#### Aim:
Rewrite the entire listing below as a two-column CSV with the headers "text" and "answer". Give each line of wording its own row with the coordinates that follow it, put both values in quoted fields with line breaks changed to spaces, and leave out the pictures.

Image point annotation entries
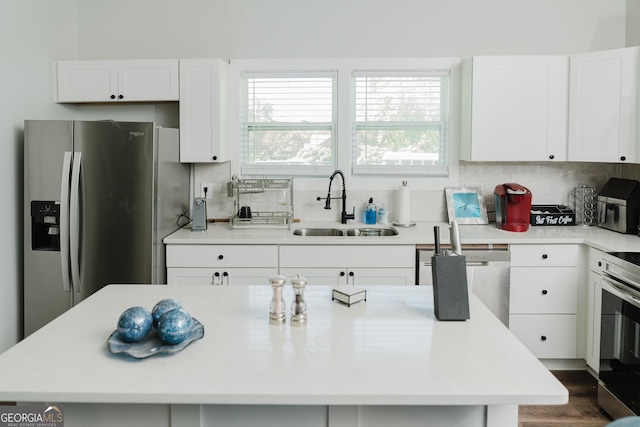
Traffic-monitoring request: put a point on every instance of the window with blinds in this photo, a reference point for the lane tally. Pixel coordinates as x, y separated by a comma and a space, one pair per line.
288, 122
399, 122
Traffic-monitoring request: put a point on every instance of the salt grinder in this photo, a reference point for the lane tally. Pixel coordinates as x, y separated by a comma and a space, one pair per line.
298, 306
277, 315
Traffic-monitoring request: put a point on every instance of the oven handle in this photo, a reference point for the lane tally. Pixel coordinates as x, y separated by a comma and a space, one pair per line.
613, 287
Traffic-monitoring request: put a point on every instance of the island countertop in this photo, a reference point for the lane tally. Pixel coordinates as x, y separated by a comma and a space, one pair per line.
387, 350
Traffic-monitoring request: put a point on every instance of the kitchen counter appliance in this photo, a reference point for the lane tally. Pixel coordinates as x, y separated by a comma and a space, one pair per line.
619, 205
619, 371
99, 197
513, 207
488, 273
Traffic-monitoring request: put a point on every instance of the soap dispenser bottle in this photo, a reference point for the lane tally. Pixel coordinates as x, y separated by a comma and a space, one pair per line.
370, 212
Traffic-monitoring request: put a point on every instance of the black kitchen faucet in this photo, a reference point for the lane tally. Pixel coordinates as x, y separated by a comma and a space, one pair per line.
344, 216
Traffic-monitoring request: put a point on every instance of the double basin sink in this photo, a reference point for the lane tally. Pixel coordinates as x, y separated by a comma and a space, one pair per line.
337, 232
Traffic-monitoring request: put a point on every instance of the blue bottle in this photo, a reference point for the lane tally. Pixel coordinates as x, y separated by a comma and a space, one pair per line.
370, 212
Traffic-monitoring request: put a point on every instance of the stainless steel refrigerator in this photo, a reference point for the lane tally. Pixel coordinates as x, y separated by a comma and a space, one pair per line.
99, 198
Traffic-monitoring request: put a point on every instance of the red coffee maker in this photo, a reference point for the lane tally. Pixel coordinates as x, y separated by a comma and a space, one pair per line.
513, 207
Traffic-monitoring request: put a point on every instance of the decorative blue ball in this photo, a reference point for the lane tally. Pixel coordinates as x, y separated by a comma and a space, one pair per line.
134, 324
175, 326
163, 307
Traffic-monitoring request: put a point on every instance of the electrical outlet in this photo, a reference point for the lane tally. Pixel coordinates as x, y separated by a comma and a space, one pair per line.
208, 186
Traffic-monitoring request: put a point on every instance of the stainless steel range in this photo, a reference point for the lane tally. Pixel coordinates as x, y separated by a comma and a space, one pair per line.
619, 376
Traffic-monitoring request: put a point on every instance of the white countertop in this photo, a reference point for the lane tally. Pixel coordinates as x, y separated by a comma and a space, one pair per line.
421, 233
389, 350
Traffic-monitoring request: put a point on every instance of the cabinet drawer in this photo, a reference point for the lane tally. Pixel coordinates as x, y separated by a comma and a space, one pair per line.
544, 255
220, 276
546, 336
222, 256
543, 290
383, 256
595, 260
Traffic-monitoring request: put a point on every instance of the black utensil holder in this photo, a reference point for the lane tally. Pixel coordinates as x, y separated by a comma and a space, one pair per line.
450, 292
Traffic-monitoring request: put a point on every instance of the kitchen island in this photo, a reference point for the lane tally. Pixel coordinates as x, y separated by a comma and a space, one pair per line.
384, 361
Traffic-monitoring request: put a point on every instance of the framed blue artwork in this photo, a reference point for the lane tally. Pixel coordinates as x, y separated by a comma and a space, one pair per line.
466, 205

#### Answer for this exercise:
text,answer
"Traffic-monitoring request: put a point on every instance of the window with blinds in this photo, a reference point for the lane tally. Pixel coordinates as x, y separated by a comma and a space, one pair per line.","288, 122 399, 122"
"Traffic-monitoring request: put a point on every instance of the salt grinder in this photo, a reference point for the lane tally. Pixel coordinates as x, y separated by a comma and a space, one pair per line.","298, 306 277, 315"
"Traffic-monitoring request: put a point on every instance of the oven handle in this photo, a reference point for the lane tally. Pixel coordinates as x, y separated by a comma and a space, one pair per line.","613, 287"
"Traffic-monitoring request: put a point on every instance of the island countertop in this photo, a reference point for the lane tally. Pixel coordinates as x, y separated by a comma and a space, one pair per line.","387, 350"
"Traffic-monitoring request: put a point on every instance of the kitchen counter appliance in this photo, a reference point for the lane tally. Pixel coordinates as x, y separated by a comma and a space, one pair per line.","619, 205 619, 371 99, 197 513, 207 488, 273"
"Traffic-monitoring request: put a point on every instance of the soap dispenser bottle in this photo, a reference point for the lane tally. Pixel coordinates as x, y separated by a comma and a space, one pair per line.","370, 212"
"Traffic-monitoring request: put a point on every instance of the black kitchen faucet in this photo, a reference point for the lane tally. Pixel coordinates as x, y separated by a comma and a space, one pair per line.","344, 216"
"Traffic-monitoring request: put a point on every instance of the double basin sink in this photo, a reference point for the lane tally. Pixel coordinates as x, y separated by a comma and a space, one pair per line.","337, 232"
"Traffic-monitoring request: put a point on every instance of the blue bottle in this photo, a reference point for the lane tally. Pixel coordinates as x, y separated by a comma and a space, one pair per line.","370, 212"
"Traffic-monitoring request: put a point on every instance of the stainless steel refrigerator in this photo, a reference point for the lane tally. Pixel coordinates as x, y separated by a comma and a space, one pair per line.","99, 198"
"Traffic-monitoring request: put a point on every instance of the red coffee maker in this photo, a reference point for the lane tally. Pixel coordinates as x, y separated by a comma and a space, one pair per line.","513, 207"
"Traffic-monitoring request: put a point on every instance of the decorative blue ball in this photo, a reference point for the lane tally. Pixel coordinates as x, y separated by a comma and a space, one pair per line.","134, 324 175, 326 163, 307"
"Traffic-monitoring request: put a point on every instance of the electrical outlet in this photo, a reference point for the lane tally. Pixel coordinates as x, y separated by a comma and a space, one pair per line.","208, 186"
"Traffic-monitoring request: put a point on every instance of the stainless steel range in this photo, a reference point for the lane tally. Pixel coordinates as x, y separated by a comma and a space, one pair per line.","619, 376"
"Traffic-monitoring request: put a point on every instance of the white countertop in this photo, a reference point for the lane tally. Pixel coordinates as x, y separated by a comma and a space, one pair per line.","421, 233 389, 350"
"Traffic-monitoring request: put a point on every instance of the cabinet drawer in this photo, a reference point for the lane tally. Pixel coordinates as x, y separated by a comma and a space, one pair per line.","544, 255 220, 276 546, 336 222, 256 543, 290 383, 256 595, 260"
"Traffic-monitoring request: put a point on every instance of the black utensil holder in this photo, a reference point for the lane tally. Pixel coordinates as x, y separated by a comma and a space, one pair per line.","450, 292"
"Traffic-monitoring request: put a point on every instance of the kitchen island in this photo, a reference point for the lane tally. Pixel coordinates as x, y separated by a comma and a space, one pair per line.","384, 361"
"Traffic-monitoring request: put a point on every instance of the framed blue artwork in this photo, a reference point for the lane tally. Pixel coordinates as x, y separated by a comma and a space, one pair per line.","466, 205"